The disaster formula

Why so many investors cash out too soon on winning bets while riding losers down to the bottom

Globe Investor Magazine, Nov. 21, 2007

WALK INTO A GAMBLING EMPORIUM anywhere in the world and you're apt to see a grim bettor, sweat dripping from his forehead, frantically increasing his wagers in a desperate effort to recoup mounting losses. The outcome is usually predictable: The hapless gambler continues to place losing bets until the money and credit are completely gone.

The odds are better in the markets than at the roulette table, but many investors make similar mistakes. Fortunately, when times are good and investments in everything from stocks, bonds and currencies to real estate and commodities are going in only one direction, the environment helps compensate. But the same errors of judgment can-and do-lead to misery and ruin in more tempestuous times, when forecasts go awry, risks rise sharply and pessimism runs rampant.

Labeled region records
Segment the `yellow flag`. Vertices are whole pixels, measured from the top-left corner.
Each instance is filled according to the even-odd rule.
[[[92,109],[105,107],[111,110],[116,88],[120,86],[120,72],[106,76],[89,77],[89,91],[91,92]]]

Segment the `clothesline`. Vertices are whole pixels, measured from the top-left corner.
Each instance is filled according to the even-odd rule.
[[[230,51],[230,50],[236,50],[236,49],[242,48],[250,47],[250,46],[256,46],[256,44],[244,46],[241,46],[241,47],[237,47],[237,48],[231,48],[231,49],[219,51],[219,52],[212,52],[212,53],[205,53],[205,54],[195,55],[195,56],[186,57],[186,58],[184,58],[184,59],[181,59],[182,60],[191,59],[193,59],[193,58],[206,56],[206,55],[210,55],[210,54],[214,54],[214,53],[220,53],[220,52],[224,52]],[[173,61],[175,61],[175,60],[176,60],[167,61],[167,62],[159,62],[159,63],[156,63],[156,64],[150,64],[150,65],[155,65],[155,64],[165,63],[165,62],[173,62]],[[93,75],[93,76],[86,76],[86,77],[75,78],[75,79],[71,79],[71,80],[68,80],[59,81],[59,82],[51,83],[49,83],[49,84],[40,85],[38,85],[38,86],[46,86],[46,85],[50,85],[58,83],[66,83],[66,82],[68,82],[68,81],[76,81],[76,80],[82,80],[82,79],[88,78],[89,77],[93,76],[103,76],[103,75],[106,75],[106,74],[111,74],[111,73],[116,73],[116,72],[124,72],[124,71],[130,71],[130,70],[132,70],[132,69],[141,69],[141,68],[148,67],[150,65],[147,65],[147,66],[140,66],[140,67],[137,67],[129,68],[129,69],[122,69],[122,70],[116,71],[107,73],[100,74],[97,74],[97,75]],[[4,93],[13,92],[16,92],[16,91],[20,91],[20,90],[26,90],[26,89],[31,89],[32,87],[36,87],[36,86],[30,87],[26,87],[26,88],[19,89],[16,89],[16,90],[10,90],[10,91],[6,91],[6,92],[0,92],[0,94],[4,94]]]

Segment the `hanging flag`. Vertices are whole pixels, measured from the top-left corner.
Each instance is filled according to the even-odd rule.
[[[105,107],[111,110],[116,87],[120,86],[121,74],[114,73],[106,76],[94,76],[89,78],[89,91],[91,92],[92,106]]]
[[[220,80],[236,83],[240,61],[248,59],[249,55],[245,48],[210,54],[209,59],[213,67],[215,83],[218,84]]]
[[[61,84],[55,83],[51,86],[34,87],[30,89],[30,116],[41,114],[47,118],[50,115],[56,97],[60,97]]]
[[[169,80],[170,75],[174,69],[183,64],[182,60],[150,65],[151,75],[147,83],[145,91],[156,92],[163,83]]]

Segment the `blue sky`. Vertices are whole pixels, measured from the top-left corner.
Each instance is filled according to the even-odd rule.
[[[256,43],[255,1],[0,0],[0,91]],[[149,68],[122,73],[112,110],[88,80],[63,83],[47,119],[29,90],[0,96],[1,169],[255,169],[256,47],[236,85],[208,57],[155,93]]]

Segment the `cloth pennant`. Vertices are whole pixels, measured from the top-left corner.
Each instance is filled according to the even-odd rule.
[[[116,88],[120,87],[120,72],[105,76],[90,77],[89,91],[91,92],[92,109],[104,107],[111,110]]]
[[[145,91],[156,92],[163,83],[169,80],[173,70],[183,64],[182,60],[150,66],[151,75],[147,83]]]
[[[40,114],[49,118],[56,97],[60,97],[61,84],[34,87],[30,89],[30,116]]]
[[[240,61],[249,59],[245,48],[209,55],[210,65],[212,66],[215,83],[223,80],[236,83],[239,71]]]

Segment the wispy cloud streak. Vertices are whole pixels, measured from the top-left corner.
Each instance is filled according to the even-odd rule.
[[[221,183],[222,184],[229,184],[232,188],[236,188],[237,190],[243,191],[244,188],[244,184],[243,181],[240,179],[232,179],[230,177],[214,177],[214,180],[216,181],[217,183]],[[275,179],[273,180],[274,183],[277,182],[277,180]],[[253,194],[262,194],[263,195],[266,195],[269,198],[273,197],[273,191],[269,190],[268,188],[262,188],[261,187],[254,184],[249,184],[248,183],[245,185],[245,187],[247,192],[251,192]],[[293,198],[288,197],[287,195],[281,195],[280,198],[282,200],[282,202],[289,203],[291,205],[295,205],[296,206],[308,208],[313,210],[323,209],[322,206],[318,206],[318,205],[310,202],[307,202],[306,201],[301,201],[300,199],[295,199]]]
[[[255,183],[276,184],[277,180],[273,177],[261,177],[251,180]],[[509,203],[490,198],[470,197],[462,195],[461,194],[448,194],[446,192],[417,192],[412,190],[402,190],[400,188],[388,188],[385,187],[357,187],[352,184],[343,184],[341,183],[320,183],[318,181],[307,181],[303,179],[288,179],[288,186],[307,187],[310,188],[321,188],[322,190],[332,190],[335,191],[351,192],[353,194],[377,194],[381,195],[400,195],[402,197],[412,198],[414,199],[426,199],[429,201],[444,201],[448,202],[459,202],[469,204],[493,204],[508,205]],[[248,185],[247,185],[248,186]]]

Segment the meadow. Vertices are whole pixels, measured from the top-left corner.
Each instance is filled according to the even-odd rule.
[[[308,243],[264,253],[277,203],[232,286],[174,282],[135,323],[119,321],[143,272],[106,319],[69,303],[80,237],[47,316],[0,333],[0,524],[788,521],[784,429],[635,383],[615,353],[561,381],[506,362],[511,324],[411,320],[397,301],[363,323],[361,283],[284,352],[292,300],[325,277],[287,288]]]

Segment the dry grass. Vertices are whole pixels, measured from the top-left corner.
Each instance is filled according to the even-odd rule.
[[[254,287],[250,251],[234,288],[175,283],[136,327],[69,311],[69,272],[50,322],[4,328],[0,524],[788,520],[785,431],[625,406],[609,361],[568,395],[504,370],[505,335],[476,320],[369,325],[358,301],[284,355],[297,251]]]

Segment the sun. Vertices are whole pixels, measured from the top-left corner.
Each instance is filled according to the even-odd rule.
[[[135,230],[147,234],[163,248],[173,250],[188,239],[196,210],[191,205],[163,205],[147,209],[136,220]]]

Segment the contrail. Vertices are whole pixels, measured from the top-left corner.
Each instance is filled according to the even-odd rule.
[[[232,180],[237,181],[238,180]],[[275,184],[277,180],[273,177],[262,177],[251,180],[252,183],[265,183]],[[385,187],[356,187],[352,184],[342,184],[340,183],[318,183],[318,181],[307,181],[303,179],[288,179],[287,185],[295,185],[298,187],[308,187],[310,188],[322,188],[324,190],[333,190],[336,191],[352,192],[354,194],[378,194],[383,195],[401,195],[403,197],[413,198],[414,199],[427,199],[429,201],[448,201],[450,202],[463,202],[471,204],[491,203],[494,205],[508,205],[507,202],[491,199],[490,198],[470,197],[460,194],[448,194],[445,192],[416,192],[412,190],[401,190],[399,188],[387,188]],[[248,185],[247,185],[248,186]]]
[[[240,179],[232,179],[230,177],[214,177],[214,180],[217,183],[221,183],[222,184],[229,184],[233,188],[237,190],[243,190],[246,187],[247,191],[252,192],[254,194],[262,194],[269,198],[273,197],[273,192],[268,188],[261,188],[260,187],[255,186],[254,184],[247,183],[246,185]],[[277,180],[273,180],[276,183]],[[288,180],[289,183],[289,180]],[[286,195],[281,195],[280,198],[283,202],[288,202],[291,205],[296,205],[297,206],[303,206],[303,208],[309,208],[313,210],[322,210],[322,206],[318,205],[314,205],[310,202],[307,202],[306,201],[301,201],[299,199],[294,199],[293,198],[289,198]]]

OBJECTIVE A:
In the investing article, when does the hapless gambler stop placing losing bets?
OBJECTIVE B:
Write out the investing article word for word from "Why so many" to "are completely gone.".

CORRECT ANSWER A:
When the money and credit are completely gone.

CORRECT ANSWER B:
Why so many investors cash out too soon on winning bets while riding losers down to the bottom

Globe Investor Magazine, Nov. 21, 2007

WALK INTO A GAMBLING EMPORIUM anywhere in the world and you're apt to see a grim bettor, sweat dripping from his forehead, frantically increasing his wagers in a desperate effort to recoup mounting losses. The outcome is usually predictable: The hapless gambler continues to place losing bets until the money and credit are completely gone.